▶ [Excerpt]
_ _ _ _ _
In an effort to put an end to the debilitating consequences of recurrent seizures and ineffective treatments for epilepsy patients, a cell transplant may be the key.

Researchers from the University of California San Francisco (UCSF) published a study on May 5 in Nature Neuroscience detailing a one-time medial ganglionic eminence (MGE) cell transplant that was able to control the seizures of mice with epilepsy.  MGE cells are a type of progenitor cells that could differentiate into interneurons, or nerve cells that inhibit signaling.

The transplant prevented overactive signaling of nerve cells and was performed in the hippocampus region of the brain that is responsible for learning and memory functions and linked with seizures.  

"These cells migrate widely and integrate into the adult brain as new inhibitory neurons," said Scott Baraban, professor in residence of neurological surgery at UCSF. "This is the first report in a mouse model of adult epilepsy in which mice that already were having seizures stopped having seizures after treatment."
_ _ _ _ _
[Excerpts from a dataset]
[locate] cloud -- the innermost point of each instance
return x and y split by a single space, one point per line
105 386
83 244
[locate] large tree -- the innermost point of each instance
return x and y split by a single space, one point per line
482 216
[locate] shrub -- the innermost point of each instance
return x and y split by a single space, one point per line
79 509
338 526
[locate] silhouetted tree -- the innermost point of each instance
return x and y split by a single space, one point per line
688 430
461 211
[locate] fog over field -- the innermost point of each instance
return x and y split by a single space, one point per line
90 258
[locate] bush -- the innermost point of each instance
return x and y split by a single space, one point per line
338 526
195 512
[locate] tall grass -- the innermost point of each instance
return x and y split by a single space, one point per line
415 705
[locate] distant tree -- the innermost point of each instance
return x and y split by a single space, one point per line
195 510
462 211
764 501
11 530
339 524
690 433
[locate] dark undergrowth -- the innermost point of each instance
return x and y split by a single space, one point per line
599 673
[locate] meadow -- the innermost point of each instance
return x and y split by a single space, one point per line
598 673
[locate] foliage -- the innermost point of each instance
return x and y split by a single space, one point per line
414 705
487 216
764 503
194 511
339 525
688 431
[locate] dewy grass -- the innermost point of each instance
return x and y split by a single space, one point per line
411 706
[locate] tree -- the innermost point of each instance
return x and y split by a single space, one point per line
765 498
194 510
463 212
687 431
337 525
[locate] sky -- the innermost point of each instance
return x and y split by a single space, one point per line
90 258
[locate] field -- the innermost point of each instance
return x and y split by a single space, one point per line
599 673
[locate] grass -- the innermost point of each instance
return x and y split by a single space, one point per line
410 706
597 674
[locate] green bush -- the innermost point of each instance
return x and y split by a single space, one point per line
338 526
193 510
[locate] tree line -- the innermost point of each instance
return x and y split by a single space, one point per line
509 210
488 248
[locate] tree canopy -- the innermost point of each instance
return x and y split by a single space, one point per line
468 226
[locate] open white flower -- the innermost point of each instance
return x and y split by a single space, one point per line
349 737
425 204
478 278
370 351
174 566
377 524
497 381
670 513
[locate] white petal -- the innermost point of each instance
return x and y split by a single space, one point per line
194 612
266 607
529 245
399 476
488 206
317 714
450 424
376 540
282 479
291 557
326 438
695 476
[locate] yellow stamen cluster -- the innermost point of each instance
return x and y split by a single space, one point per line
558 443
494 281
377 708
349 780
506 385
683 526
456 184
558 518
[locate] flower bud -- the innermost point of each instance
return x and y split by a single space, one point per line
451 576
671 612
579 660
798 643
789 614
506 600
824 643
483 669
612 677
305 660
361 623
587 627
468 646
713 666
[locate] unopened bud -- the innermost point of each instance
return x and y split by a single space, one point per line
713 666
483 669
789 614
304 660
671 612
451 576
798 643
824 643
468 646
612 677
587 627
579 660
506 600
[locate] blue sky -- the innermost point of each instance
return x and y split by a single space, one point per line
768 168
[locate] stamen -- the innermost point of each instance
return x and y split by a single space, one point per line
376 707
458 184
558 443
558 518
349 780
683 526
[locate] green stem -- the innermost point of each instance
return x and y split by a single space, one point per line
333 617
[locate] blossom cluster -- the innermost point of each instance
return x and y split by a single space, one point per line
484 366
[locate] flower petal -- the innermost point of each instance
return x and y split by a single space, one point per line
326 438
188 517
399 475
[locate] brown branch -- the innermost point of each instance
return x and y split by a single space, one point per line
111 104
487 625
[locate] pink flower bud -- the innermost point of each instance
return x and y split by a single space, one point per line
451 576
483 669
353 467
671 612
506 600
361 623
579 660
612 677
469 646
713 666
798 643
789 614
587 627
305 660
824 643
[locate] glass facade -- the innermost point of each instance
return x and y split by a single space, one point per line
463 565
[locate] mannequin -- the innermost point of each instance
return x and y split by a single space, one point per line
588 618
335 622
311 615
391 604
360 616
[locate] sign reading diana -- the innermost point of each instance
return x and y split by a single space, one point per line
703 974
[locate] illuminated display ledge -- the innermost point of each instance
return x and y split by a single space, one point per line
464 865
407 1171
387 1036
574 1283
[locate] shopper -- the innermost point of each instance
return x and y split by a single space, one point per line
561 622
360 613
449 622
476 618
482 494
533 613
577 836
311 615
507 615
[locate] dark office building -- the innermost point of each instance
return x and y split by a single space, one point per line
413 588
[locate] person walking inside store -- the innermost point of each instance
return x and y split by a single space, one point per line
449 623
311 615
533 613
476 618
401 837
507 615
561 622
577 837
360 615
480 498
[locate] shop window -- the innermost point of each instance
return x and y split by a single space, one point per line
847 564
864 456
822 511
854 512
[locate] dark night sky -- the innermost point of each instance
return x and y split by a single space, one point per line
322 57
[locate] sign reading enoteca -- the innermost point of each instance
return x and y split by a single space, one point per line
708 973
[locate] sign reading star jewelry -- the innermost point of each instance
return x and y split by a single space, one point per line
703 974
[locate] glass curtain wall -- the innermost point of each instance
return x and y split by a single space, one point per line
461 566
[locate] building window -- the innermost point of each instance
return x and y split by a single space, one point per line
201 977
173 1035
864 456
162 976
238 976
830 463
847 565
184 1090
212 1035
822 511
_ _ _ _ _
▶ [Brief 1]
Summarize the article on the epilepsy cell transplant in two sentences.
▶ [Brief 2]
Rewrite the article on the epilepsy cell transplant from "The transplant prevented" to "linked with seizures.", swapping "prevented" for "stopped".
▶ [Brief 3]
Extend the article on the epilepsy cell transplant study, picking up after its final sentence.

▶ [Answer area 1]
UCSF researchers reported in Nature Neuroscience on May 5 that a one-time transplant of medial ganglionic eminence (MGE) cells, which can become nerve cells that inhibit signaling, controlled seizures in mice with epilepsy. The transplant went into the hippocampus and stopped overactive nerve cell signaling, and according to Scott Baraban it is the first report in a mouse model of adult epilepsy in which mice already having seizures stopped having them after treatment.

▶ [Answer area 2]
The transplant stopped overactive signaling of nerve cells and was performed in the hippocampus region of the brain that is responsible for learning and memory functions and linked with seizures.

▶ [Answer area 3]
Epilepsies are known to induce violent muscle contractions and, in other cases, loss of consciousness and control which can lead to serious injuries. The condition is a result of excessive and abnormal firing of nerve signals in the brain.

Researchers transplanted these inhibitory cells, which were able to reduce the uncontrollable signals, eliminating seizures in half of the mice and drastically reducing impulsive seizures in the other half. Specifically, the MGE cells were taken from mouse embryos and, when implanted, they migrated and spawned into interneurons to repair the broken neural system in epileptic mice.

In a previous study published on May 2 in the journal Cell Stem Cell, UCSF researchers also turned human pluripotent stem cells into cells that display MGE-like characteristics in their laboratory and similarly acted as nerve-inhibiting cells when transplanted in healthy mice. This finding could help researchers uncover the cells' functions in treating the neural disorders.

Other positive outcomes from the most recent study included reduced agitation and hyperactivity in mice. The mice also performed better in exercises that tested their learning and memory skills.

In another study, more progress has been done to help predict seizures in epileptic patients who are limited by current treatment options. In this case, electrodes are surgically implanted between the skull and brain and communicate to another electrode in the chest. The data accumulated from this device monitors when a seizure is likely to occur.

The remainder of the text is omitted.